## BEGIN DATA RECORDS
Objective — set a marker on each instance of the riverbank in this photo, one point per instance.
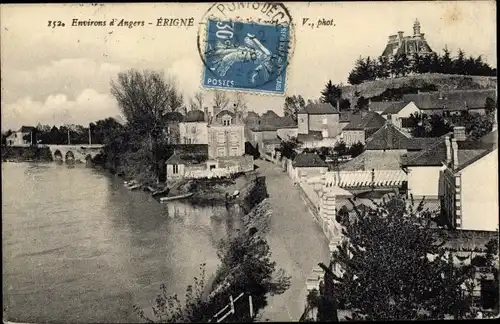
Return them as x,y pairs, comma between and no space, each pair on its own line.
26,154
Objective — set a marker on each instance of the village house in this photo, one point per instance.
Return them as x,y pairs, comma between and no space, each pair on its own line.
307,165
409,45
24,136
400,112
318,125
193,129
172,129
226,135
380,106
361,127
385,148
451,102
470,185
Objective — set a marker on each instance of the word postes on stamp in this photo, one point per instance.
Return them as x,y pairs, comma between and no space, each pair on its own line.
244,55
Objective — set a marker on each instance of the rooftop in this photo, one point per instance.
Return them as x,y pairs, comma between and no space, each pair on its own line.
311,136
318,109
194,116
370,120
395,107
304,160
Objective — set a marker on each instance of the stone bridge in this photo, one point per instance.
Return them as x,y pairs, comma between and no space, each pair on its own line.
77,152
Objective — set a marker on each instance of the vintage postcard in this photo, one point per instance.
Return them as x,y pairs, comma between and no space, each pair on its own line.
249,161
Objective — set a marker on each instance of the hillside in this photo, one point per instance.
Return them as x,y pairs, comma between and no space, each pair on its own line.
444,82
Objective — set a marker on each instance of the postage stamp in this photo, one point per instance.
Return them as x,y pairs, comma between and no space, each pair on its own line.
246,47
246,56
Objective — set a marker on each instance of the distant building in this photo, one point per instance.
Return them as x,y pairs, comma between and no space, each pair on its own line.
361,127
409,45
193,129
450,102
400,112
24,136
226,135
172,129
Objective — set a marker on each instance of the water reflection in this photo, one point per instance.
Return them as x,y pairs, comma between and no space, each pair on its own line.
79,247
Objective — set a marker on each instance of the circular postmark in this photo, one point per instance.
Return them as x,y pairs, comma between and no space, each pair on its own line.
246,46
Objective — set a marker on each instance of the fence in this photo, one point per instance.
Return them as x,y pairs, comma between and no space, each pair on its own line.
230,309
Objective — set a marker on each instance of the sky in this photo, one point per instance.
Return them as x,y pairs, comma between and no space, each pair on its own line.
62,75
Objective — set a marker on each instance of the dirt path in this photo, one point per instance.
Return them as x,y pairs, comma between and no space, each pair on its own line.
297,242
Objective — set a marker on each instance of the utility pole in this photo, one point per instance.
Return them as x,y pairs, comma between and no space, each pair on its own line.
90,136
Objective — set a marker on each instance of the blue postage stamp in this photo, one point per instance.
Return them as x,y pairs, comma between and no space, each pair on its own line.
246,56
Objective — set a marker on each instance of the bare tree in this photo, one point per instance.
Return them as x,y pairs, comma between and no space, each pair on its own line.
144,97
197,101
221,100
240,105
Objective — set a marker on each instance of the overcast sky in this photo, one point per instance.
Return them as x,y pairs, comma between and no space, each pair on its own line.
62,75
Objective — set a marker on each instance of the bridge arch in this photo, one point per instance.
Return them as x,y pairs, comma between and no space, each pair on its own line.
70,156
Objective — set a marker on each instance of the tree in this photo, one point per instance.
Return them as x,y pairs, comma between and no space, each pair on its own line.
144,97
331,94
221,100
196,103
459,63
340,148
392,266
239,105
293,105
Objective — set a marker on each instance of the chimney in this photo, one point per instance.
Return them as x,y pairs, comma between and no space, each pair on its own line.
459,133
448,149
400,37
205,110
389,135
454,148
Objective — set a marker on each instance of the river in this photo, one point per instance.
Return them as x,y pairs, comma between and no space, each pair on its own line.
79,247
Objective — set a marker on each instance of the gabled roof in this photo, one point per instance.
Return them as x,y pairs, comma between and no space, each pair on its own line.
311,136
395,107
369,121
318,109
174,116
381,106
389,137
305,160
225,112
435,155
26,129
451,100
194,116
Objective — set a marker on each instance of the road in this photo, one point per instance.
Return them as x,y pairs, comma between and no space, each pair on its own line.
296,241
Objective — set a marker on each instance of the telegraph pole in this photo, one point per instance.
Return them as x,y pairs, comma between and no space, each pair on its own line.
90,136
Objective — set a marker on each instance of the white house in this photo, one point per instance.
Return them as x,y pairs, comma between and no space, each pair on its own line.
400,112
24,136
470,185
194,128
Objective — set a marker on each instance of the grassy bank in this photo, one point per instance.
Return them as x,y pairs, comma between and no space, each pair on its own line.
443,82
25,154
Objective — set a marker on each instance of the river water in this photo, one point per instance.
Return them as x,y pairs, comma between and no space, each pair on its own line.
79,247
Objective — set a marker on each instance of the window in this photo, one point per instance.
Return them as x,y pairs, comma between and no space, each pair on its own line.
221,138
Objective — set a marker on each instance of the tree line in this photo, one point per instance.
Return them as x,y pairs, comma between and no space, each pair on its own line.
369,69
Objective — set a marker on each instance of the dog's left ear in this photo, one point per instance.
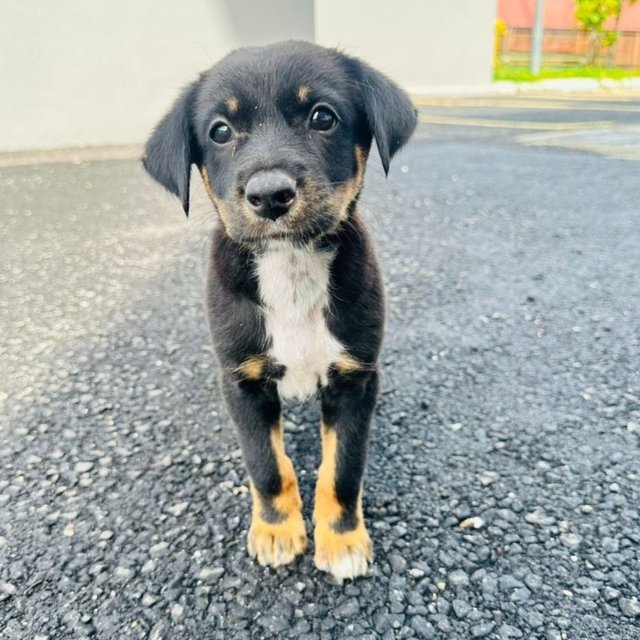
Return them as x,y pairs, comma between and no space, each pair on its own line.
171,149
392,118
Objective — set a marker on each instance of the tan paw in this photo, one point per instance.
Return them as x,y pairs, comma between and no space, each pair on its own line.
275,544
344,555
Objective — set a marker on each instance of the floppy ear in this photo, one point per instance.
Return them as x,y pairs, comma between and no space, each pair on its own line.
171,149
390,113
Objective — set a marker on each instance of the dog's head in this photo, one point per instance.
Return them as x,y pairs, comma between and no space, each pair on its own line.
280,135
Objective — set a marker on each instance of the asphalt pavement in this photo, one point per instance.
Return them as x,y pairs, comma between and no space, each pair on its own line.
502,491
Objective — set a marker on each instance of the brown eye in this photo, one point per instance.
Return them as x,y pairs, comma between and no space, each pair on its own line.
323,119
220,133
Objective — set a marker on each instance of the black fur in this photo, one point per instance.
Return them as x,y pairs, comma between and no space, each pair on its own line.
266,95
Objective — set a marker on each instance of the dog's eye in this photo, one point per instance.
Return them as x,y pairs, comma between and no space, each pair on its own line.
323,119
220,133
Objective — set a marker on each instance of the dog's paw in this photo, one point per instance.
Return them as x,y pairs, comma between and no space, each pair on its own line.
345,555
275,544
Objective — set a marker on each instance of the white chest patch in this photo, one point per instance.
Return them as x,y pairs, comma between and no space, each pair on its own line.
293,285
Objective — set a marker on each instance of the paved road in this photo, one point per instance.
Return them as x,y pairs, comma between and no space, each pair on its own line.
503,485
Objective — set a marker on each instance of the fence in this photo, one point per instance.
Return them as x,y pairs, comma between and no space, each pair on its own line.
561,47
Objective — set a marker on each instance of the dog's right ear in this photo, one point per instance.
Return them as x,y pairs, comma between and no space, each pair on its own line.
171,149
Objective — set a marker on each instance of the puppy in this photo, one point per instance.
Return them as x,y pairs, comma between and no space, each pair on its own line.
280,135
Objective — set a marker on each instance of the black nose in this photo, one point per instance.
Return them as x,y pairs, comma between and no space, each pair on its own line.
270,193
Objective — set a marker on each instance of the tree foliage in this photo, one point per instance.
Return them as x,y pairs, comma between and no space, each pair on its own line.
594,15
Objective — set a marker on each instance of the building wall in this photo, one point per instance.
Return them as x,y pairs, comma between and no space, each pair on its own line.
102,72
427,45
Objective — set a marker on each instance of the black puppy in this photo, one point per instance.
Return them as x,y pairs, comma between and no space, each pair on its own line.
280,135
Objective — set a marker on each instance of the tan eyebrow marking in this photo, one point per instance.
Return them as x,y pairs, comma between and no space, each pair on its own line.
232,104
303,92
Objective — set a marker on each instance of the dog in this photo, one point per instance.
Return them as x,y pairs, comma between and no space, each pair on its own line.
280,135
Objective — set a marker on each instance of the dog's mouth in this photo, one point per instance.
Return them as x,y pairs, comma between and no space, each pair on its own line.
298,227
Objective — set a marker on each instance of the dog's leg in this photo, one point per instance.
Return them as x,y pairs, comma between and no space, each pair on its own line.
277,533
342,543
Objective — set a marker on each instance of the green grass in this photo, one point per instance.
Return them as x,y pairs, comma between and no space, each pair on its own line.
522,74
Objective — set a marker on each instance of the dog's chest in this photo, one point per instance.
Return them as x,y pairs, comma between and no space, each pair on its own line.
294,289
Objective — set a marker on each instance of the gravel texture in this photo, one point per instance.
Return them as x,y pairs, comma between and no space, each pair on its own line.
502,489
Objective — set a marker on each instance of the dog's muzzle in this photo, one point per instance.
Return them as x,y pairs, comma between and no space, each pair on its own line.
270,194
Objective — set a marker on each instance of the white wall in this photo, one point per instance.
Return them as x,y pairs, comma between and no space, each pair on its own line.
426,45
98,72
102,72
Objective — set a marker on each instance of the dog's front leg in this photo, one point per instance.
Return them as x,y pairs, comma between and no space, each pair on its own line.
342,543
277,533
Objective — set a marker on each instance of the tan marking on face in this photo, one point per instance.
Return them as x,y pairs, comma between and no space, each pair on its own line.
303,93
232,104
344,554
278,543
217,203
348,192
252,368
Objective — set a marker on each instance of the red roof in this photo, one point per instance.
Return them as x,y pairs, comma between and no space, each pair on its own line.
558,14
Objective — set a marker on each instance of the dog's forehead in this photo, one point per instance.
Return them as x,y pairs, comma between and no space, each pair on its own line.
259,76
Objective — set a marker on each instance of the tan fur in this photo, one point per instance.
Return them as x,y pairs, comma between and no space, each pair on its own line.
347,554
217,203
348,364
303,93
348,192
278,543
252,368
232,104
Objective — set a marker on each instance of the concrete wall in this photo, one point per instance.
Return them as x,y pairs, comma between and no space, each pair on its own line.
102,72
98,72
427,45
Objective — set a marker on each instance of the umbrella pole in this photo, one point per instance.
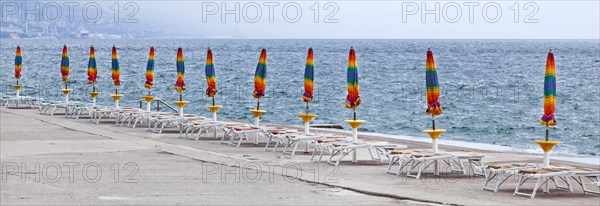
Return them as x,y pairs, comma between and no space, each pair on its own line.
547,131
307,107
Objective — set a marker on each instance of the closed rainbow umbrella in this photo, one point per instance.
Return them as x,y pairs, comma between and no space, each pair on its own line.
92,69
116,71
309,72
180,84
433,89
260,78
150,71
353,97
64,66
211,79
549,93
18,64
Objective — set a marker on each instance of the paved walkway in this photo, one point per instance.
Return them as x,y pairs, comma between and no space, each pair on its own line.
56,160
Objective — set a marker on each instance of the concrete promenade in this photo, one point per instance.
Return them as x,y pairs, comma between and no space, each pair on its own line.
57,160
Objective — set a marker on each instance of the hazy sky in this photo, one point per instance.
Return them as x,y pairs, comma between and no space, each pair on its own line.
506,19
379,19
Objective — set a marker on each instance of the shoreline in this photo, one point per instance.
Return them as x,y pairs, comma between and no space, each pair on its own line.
172,168
485,147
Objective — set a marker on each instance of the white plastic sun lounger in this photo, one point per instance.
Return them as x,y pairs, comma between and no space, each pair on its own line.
420,160
341,150
162,121
276,137
502,172
144,116
199,127
325,145
542,177
294,140
109,112
240,133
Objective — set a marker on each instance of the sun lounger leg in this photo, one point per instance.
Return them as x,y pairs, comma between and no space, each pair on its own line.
296,143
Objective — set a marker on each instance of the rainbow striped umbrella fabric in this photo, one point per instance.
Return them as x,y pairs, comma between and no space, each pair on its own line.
92,69
64,64
116,71
260,76
150,70
179,84
549,92
353,98
18,63
211,79
309,72
433,88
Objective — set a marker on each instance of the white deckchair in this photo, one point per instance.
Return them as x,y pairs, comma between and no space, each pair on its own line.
240,133
341,150
502,172
542,177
## END DATA RECORDS
> _PROBLEM TO SOLVE_:
In the listing above, find the line containing "Objective — set a marker on each instance of the sun", then reproduce it and each line after it through the end, exactly and with nothing added.

> _WRITTEN SOLUTION_:
Objective — set a marker on each instance of the sun lounger leg in this photo, one point per instance.
Return them as x,y pairs, comma between and no space, each pair on its own line.
296,143
Objective — set a marker on each instance of the rainbow striped umbrella fabric in this photo, one point per instance.
Return them as x,y pairs, comma between and no space, each pair on its own line.
92,69
64,64
116,71
260,76
150,70
179,84
549,92
353,98
18,63
211,79
309,72
433,88
Objective — set a marker on each instance of the white deckchair in this photo, one point per instance.
Return them as x,y pairs, comma between and no space, each pair on its own line.
240,133
341,150
502,172
542,177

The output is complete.